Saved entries
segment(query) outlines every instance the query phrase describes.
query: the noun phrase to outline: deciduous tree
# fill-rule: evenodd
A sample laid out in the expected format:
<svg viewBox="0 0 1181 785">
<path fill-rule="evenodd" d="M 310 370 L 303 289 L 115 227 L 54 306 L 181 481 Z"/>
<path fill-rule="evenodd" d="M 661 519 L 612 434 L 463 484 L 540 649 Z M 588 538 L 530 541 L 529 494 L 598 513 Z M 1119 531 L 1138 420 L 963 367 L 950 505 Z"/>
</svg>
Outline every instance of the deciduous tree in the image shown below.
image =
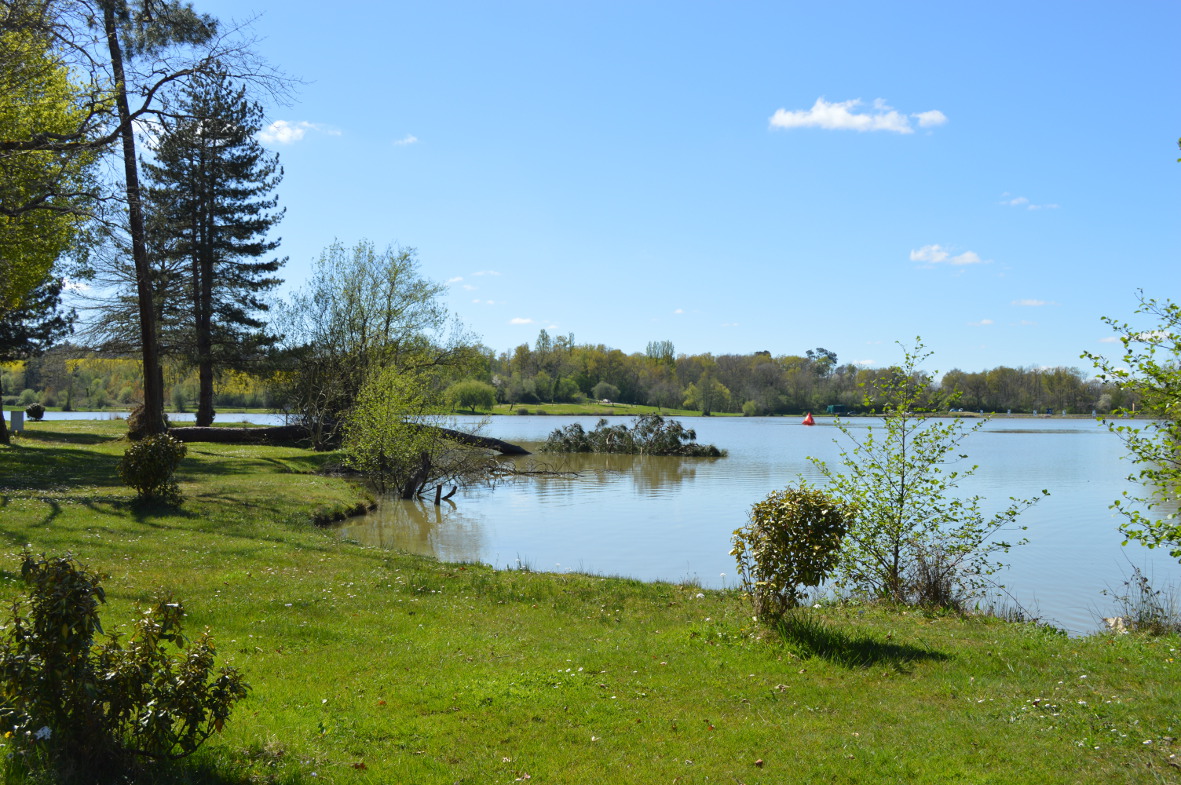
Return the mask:
<svg viewBox="0 0 1181 785">
<path fill-rule="evenodd" d="M 1011 547 L 999 535 L 1039 497 L 1012 499 L 988 516 L 979 496 L 955 494 L 976 469 L 953 468 L 967 458 L 961 445 L 984 421 L 969 427 L 959 418 L 932 417 L 946 412 L 950 401 L 932 395 L 919 369 L 929 356 L 916 339 L 913 349 L 904 347 L 900 366 L 878 376 L 869 395 L 880 402 L 880 428 L 854 431 L 838 423 L 852 443 L 839 467 L 811 460 L 826 490 L 857 509 L 842 548 L 840 580 L 895 602 L 954 604 L 986 587 L 1000 566 L 996 556 Z"/>
<path fill-rule="evenodd" d="M 1154 300 L 1139 293 L 1136 313 L 1153 324 L 1132 326 L 1110 317 L 1106 322 L 1119 335 L 1123 355 L 1118 360 L 1086 352 L 1099 378 L 1114 382 L 1140 402 L 1140 413 L 1153 419 L 1125 419 L 1133 412 L 1119 408 L 1107 427 L 1124 440 L 1137 470 L 1129 480 L 1140 492 L 1125 492 L 1113 505 L 1124 515 L 1120 526 L 1125 542 L 1149 548 L 1165 547 L 1181 560 L 1181 305 Z"/>
<path fill-rule="evenodd" d="M 0 140 L 66 133 L 80 122 L 79 90 L 41 24 L 41 3 L 0 3 Z M 94 184 L 93 152 L 0 145 L 0 321 L 24 308 L 70 245 Z"/>
<path fill-rule="evenodd" d="M 362 386 L 377 371 L 462 372 L 478 359 L 473 341 L 447 329 L 445 289 L 422 276 L 412 248 L 336 242 L 307 285 L 280 304 L 285 337 L 276 392 L 317 447 L 339 441 Z"/>
</svg>

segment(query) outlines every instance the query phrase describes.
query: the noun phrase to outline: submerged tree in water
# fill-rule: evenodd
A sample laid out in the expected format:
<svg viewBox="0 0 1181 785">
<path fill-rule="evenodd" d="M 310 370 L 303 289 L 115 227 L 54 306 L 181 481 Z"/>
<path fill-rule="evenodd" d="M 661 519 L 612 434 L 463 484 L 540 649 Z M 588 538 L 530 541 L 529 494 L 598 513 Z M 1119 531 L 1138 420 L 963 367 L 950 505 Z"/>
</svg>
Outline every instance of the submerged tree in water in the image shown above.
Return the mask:
<svg viewBox="0 0 1181 785">
<path fill-rule="evenodd" d="M 545 441 L 543 452 L 601 452 L 630 455 L 682 455 L 693 458 L 721 458 L 725 450 L 712 444 L 698 444 L 696 431 L 659 414 L 642 414 L 632 427 L 608 425 L 599 420 L 593 431 L 578 423 L 555 429 Z"/>
</svg>

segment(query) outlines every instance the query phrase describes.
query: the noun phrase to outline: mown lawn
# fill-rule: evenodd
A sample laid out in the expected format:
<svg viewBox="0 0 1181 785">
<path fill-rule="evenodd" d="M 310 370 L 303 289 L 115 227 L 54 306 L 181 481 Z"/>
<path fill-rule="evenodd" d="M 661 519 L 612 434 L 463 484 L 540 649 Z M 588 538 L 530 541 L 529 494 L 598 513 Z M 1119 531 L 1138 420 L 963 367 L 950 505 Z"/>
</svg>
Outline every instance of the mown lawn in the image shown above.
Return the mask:
<svg viewBox="0 0 1181 785">
<path fill-rule="evenodd" d="M 110 575 L 108 629 L 157 588 L 212 628 L 252 692 L 153 781 L 1181 780 L 1177 637 L 840 605 L 785 638 L 734 592 L 343 542 L 310 521 L 365 492 L 295 448 L 190 445 L 184 505 L 139 506 L 120 428 L 0 447 L 0 594 L 29 544 Z"/>
</svg>

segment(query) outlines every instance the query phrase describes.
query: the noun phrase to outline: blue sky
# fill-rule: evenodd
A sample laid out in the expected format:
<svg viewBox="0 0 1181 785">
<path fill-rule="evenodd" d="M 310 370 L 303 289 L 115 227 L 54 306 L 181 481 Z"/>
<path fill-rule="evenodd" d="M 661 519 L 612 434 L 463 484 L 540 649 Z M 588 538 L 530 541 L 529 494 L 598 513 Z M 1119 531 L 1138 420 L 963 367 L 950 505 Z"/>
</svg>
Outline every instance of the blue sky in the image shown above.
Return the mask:
<svg viewBox="0 0 1181 785">
<path fill-rule="evenodd" d="M 1176 2 L 195 5 L 305 81 L 289 286 L 413 246 L 496 350 L 1085 367 L 1179 296 Z"/>
</svg>

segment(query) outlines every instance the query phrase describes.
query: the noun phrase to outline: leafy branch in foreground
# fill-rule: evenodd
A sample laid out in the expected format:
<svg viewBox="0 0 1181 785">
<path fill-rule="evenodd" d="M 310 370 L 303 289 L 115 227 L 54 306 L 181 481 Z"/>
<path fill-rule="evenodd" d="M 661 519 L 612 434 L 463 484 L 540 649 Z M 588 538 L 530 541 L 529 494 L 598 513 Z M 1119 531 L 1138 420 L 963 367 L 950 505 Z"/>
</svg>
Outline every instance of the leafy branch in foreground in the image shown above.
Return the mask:
<svg viewBox="0 0 1181 785">
<path fill-rule="evenodd" d="M 545 440 L 542 452 L 597 452 L 630 455 L 681 455 L 691 458 L 722 458 L 725 450 L 712 444 L 698 444 L 697 432 L 677 420 L 659 414 L 642 414 L 632 427 L 608 425 L 602 419 L 593 431 L 578 423 L 556 428 Z"/>
<path fill-rule="evenodd" d="M 1149 548 L 1167 547 L 1181 560 L 1181 520 L 1178 519 L 1178 490 L 1181 489 L 1181 305 L 1157 301 L 1139 293 L 1137 314 L 1152 317 L 1156 325 L 1138 330 L 1109 317 L 1107 323 L 1119 334 L 1123 356 L 1109 360 L 1090 352 L 1083 357 L 1095 364 L 1099 379 L 1114 382 L 1121 391 L 1138 401 L 1141 413 L 1151 420 L 1126 420 L 1135 414 L 1116 409 L 1115 418 L 1103 419 L 1108 430 L 1123 439 L 1138 471 L 1128 479 L 1139 481 L 1143 491 L 1125 491 L 1112 507 L 1125 518 L 1120 530 L 1129 541 Z"/>
<path fill-rule="evenodd" d="M 986 421 L 969 427 L 959 418 L 936 419 L 954 396 L 932 392 L 919 371 L 931 356 L 921 339 L 902 348 L 902 365 L 881 374 L 873 391 L 882 424 L 853 430 L 838 420 L 853 444 L 841 450 L 840 466 L 810 460 L 826 490 L 858 510 L 845 535 L 838 585 L 894 602 L 955 607 L 986 591 L 988 576 L 1003 566 L 996 555 L 1012 547 L 1000 535 L 1024 529 L 1017 517 L 1040 497 L 1010 498 L 988 516 L 979 496 L 953 495 L 976 467 L 948 467 L 967 459 L 962 442 Z"/>
</svg>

» EXERCISE DETAILS: Nothing but the records, copied exactly and stripped of pictures, should be returned.

» RESPONSE AREA:
segment(query) outlines every instance the query phrase describes.
query: the noun phrase to outline: deciduous tree
# fill-rule: evenodd
A sample laid out in the expected format:
<svg viewBox="0 0 1181 785">
<path fill-rule="evenodd" d="M 310 370 L 303 289 L 115 227 L 54 306 L 181 481 Z"/>
<path fill-rule="evenodd" d="M 661 519 L 612 434 L 463 484 L 540 649 Z M 588 538 L 530 541 L 529 494 L 598 513 Z M 1119 531 L 1138 420 L 963 367 L 950 505 Z"/>
</svg>
Outline every instance of the deciduous tree in the image shown below.
image =
Return the mask:
<svg viewBox="0 0 1181 785">
<path fill-rule="evenodd" d="M 1011 547 L 999 535 L 1039 497 L 1012 499 L 988 516 L 979 496 L 955 494 L 976 469 L 953 468 L 967 458 L 961 445 L 984 421 L 969 427 L 959 418 L 932 417 L 946 412 L 950 401 L 932 395 L 919 369 L 929 356 L 916 339 L 913 349 L 904 347 L 900 366 L 878 376 L 869 395 L 880 402 L 880 428 L 854 431 L 838 423 L 852 443 L 839 467 L 811 460 L 826 490 L 857 509 L 842 548 L 840 580 L 895 602 L 954 604 L 986 587 L 1000 566 L 996 556 Z"/>
<path fill-rule="evenodd" d="M 1154 300 L 1139 293 L 1136 313 L 1153 324 L 1132 326 L 1110 317 L 1106 322 L 1119 335 L 1123 355 L 1118 360 L 1086 352 L 1099 378 L 1114 382 L 1140 402 L 1140 413 L 1153 419 L 1125 419 L 1133 412 L 1119 408 L 1107 427 L 1124 440 L 1137 470 L 1129 480 L 1140 492 L 1125 492 L 1113 505 L 1124 515 L 1120 526 L 1125 542 L 1149 548 L 1165 547 L 1181 560 L 1181 305 Z"/>
<path fill-rule="evenodd" d="M 0 140 L 66 133 L 80 122 L 79 90 L 41 24 L 41 3 L 0 3 Z M 94 184 L 93 152 L 0 145 L 0 321 L 24 308 L 70 245 Z"/>
<path fill-rule="evenodd" d="M 362 386 L 377 371 L 462 372 L 478 359 L 473 341 L 447 329 L 445 289 L 422 276 L 412 248 L 336 242 L 307 285 L 280 304 L 285 337 L 276 392 L 317 447 L 339 441 Z"/>
</svg>

segment(query) outlines every instance the query phrase describes.
query: the noun phrase to outline: submerged tree in water
# fill-rule: evenodd
A sample laid out in the expected format:
<svg viewBox="0 0 1181 785">
<path fill-rule="evenodd" d="M 310 370 L 303 289 L 115 227 L 54 306 L 181 481 Z"/>
<path fill-rule="evenodd" d="M 661 519 L 612 434 L 463 484 L 540 649 Z M 588 538 L 530 541 L 529 494 L 598 513 Z M 1119 531 L 1138 420 L 963 367 L 950 505 Z"/>
</svg>
Outline every instance of the submerged tree in water in the image shown above.
Return the mask:
<svg viewBox="0 0 1181 785">
<path fill-rule="evenodd" d="M 545 441 L 543 452 L 601 452 L 630 455 L 682 455 L 693 458 L 721 458 L 725 450 L 712 444 L 698 444 L 696 431 L 659 414 L 642 414 L 632 427 L 608 425 L 599 420 L 593 431 L 578 423 L 555 429 Z"/>
</svg>

segment(query) outlines every instance the query phrase describes.
query: the noun phrase to outline: mown lawn
# fill-rule: evenodd
A sample laid out in the expected format:
<svg viewBox="0 0 1181 785">
<path fill-rule="evenodd" d="M 310 370 L 303 289 L 115 227 L 54 306 L 181 481 Z"/>
<path fill-rule="evenodd" d="M 661 519 L 612 434 L 463 484 L 540 649 Z M 588 538 L 530 541 L 529 494 L 598 513 Z M 1119 531 L 1138 420 L 963 367 L 950 505 Z"/>
</svg>
Outline every instance of the mown lawn in the image shown above.
Return the mask:
<svg viewBox="0 0 1181 785">
<path fill-rule="evenodd" d="M 110 575 L 108 629 L 157 588 L 212 628 L 252 692 L 153 781 L 1181 780 L 1177 637 L 840 605 L 785 638 L 734 592 L 343 542 L 310 521 L 365 492 L 295 448 L 190 445 L 184 505 L 139 506 L 120 428 L 0 447 L 0 594 L 29 544 Z"/>
</svg>

segment(query) outlines every instance the query phrase describes.
query: the noun phrase to outline: blue sky
# fill-rule: evenodd
A sample laid out in the expected format:
<svg viewBox="0 0 1181 785">
<path fill-rule="evenodd" d="M 310 370 L 303 289 L 115 227 L 54 306 L 181 481 Z"/>
<path fill-rule="evenodd" d="M 661 519 L 612 434 L 463 484 L 540 649 Z M 588 538 L 530 541 L 529 494 L 598 513 Z M 1119 531 L 1138 420 L 963 367 L 950 505 Z"/>
</svg>
Outline every instance of the blue sky in the image shown above.
Return the mask:
<svg viewBox="0 0 1181 785">
<path fill-rule="evenodd" d="M 1176 2 L 195 5 L 305 81 L 289 286 L 413 246 L 496 350 L 1085 367 L 1179 296 Z"/>
</svg>

segment(query) outlines every instance the query phrase describes.
query: the noun phrase to outline: leafy branch in foreground
# fill-rule: evenodd
A sample laid out in the expected format:
<svg viewBox="0 0 1181 785">
<path fill-rule="evenodd" d="M 310 370 L 303 289 L 115 227 L 54 306 L 181 481 Z"/>
<path fill-rule="evenodd" d="M 661 519 L 612 434 L 463 484 L 540 649 Z M 588 538 L 530 541 L 529 494 L 598 513 Z M 1119 531 L 1138 420 L 963 367 L 950 505 Z"/>
</svg>
Outline every instance of the leafy branch in foreground in the image shown above.
Return the mask:
<svg viewBox="0 0 1181 785">
<path fill-rule="evenodd" d="M 545 440 L 542 452 L 597 452 L 630 455 L 681 455 L 691 458 L 722 458 L 725 450 L 712 444 L 698 444 L 697 432 L 677 420 L 659 414 L 642 414 L 632 427 L 608 425 L 602 419 L 593 431 L 578 423 L 556 428 Z"/>
<path fill-rule="evenodd" d="M 1149 548 L 1167 547 L 1181 560 L 1181 520 L 1178 519 L 1178 490 L 1181 489 L 1181 305 L 1157 301 L 1139 293 L 1137 314 L 1152 317 L 1156 325 L 1138 330 L 1109 317 L 1107 323 L 1119 334 L 1123 356 L 1109 360 L 1090 352 L 1083 357 L 1095 364 L 1099 379 L 1114 382 L 1121 391 L 1138 401 L 1141 413 L 1151 420 L 1126 420 L 1135 414 L 1116 409 L 1115 418 L 1103 419 L 1108 430 L 1123 439 L 1138 471 L 1128 479 L 1139 481 L 1143 491 L 1125 491 L 1112 507 L 1125 518 L 1120 530 L 1129 541 Z"/>
<path fill-rule="evenodd" d="M 986 421 L 969 427 L 959 418 L 936 419 L 954 396 L 932 392 L 919 371 L 931 356 L 921 339 L 902 348 L 902 365 L 881 374 L 873 391 L 882 424 L 853 430 L 838 420 L 853 444 L 841 450 L 840 466 L 810 460 L 826 490 L 858 510 L 845 535 L 838 585 L 894 602 L 955 607 L 986 591 L 988 576 L 1003 566 L 996 555 L 1012 547 L 1000 535 L 1024 529 L 1017 517 L 1040 497 L 1010 498 L 988 516 L 979 496 L 953 495 L 976 467 L 948 467 L 967 459 L 962 442 Z"/>
</svg>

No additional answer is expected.